AVAILABLE RECORDS:

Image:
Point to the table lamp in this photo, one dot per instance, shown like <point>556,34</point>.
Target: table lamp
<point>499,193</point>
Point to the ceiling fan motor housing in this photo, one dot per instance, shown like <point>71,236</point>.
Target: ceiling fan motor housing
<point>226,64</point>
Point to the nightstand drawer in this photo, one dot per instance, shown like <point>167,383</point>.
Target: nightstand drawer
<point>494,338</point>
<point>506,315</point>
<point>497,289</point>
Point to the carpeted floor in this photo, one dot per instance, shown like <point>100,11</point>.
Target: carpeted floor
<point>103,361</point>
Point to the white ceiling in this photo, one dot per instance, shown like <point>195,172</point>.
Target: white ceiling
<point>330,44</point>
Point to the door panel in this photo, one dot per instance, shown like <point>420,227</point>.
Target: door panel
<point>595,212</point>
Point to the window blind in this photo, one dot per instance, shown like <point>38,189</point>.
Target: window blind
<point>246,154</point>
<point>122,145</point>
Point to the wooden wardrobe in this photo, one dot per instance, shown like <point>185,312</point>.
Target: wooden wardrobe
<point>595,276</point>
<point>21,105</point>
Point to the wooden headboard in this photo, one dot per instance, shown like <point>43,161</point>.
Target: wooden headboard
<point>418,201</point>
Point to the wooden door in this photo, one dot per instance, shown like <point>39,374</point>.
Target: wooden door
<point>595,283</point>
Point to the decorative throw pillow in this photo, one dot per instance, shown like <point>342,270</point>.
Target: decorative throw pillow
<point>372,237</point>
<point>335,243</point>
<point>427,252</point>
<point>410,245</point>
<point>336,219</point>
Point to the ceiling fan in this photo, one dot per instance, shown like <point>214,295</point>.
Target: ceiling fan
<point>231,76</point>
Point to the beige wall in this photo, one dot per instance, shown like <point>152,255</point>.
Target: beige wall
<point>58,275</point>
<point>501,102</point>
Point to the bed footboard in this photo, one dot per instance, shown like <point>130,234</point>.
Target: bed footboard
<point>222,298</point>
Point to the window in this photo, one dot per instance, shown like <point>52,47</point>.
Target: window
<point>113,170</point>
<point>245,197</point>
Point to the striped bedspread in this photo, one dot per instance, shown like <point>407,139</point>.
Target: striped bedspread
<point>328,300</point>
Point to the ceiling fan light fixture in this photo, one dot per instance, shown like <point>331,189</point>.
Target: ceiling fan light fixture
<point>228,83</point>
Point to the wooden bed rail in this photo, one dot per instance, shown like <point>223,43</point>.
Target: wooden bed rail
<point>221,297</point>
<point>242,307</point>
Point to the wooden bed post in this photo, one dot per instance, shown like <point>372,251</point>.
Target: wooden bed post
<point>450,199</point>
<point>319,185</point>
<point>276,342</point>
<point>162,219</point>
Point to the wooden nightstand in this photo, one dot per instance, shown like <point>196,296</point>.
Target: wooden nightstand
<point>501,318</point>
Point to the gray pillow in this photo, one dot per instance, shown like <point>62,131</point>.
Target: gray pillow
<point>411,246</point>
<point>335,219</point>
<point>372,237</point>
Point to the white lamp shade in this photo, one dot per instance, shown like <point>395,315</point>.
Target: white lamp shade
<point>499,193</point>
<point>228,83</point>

YOUR OBJECTIVE:
Return the material in full, exactly as shown.

SOLUTION TO THE EXERCISE:
Image:
Point to the table lamp in this photo, one dot per instance, shown like <point>556,34</point>.
Target: table lamp
<point>499,193</point>
Point to the ceiling fan motor housing in this photo, one dot per instance, shown like <point>71,236</point>.
Target: ceiling fan motor housing
<point>226,64</point>
Point to the nightstand drawer in this photo, one dot per instance, shown like <point>167,383</point>.
Target: nightstand drawer
<point>494,338</point>
<point>506,315</point>
<point>497,289</point>
Point to the carpeted floor in this photo, one dot per instance, shown like <point>100,11</point>.
Target: carpeted floor
<point>103,361</point>
Point to the white ceiling in this photo, one dot per instance, shown like <point>195,172</point>.
Target: white ceiling
<point>330,44</point>
Point to the door panel in this photo, one dot per instance, shown like <point>420,227</point>.
Target: door panel
<point>595,212</point>
Point to the window blind in this photo, one dot per instance, shown like <point>38,189</point>.
Target: window blind
<point>246,154</point>
<point>122,145</point>
Point to the wooden wardrobe in this photo, one dot per instance, shown like <point>185,312</point>.
Target: wooden wardrobe
<point>595,276</point>
<point>21,105</point>
Point to the wooden headboard in this photo, one dot per instance, shown like <point>43,161</point>.
Target: wooden headboard
<point>418,201</point>
Point to the wooden door in this photo, one dot per instance, shown like <point>39,374</point>.
Target: wooden door
<point>595,283</point>
Point to the decorative throw pillow in this photo, one dot per instance, shown like <point>342,270</point>.
Target: decorative throw pillow
<point>372,237</point>
<point>335,243</point>
<point>427,252</point>
<point>410,245</point>
<point>336,219</point>
Point to the ceiling fan in this photo, one dot per instance, shown like <point>214,295</point>.
Target: ceiling fan
<point>231,76</point>
Point to the beige wall in this photo, one dot per instance, shown like <point>152,255</point>.
Target: beige wall
<point>58,275</point>
<point>501,102</point>
Point to the bed footboard in this photo, one dot per instance, shown like <point>130,234</point>.
Target: bed footboard
<point>222,298</point>
Point to the window in this photo, one dot per instance, shown like <point>52,47</point>.
Target: window
<point>113,170</point>
<point>245,197</point>
Point to the striped bedspread in this photo, one dot per instance, shown like <point>407,139</point>.
Target: striped bedspread
<point>328,300</point>
Point to the ceiling fan light fixture in this photo, one dot per instance, shown like <point>331,189</point>.
Target: ceiling fan light fixture
<point>228,83</point>
Point to the wooden bed rail in this photo, one dot per instance, shown like <point>223,43</point>.
Target: wooden bed rail
<point>221,297</point>
<point>242,307</point>
Point to the wooden bed post in this photo, one dot per instance, shown like <point>372,251</point>.
Target: wooden bed post
<point>450,199</point>
<point>319,185</point>
<point>276,342</point>
<point>162,219</point>
Point to the wooden nightstand in this photo, one dot per instance, shown like <point>196,296</point>.
Target: wooden nightstand
<point>501,318</point>
Point to the gray pillow in this photo, one dot per instance, shown like <point>62,131</point>.
Target: gray pillow
<point>411,246</point>
<point>335,219</point>
<point>372,237</point>
Point to the white lamp shade in this photo, one dot per instance, shown like <point>395,315</point>.
Target: white lamp shade
<point>499,193</point>
<point>228,83</point>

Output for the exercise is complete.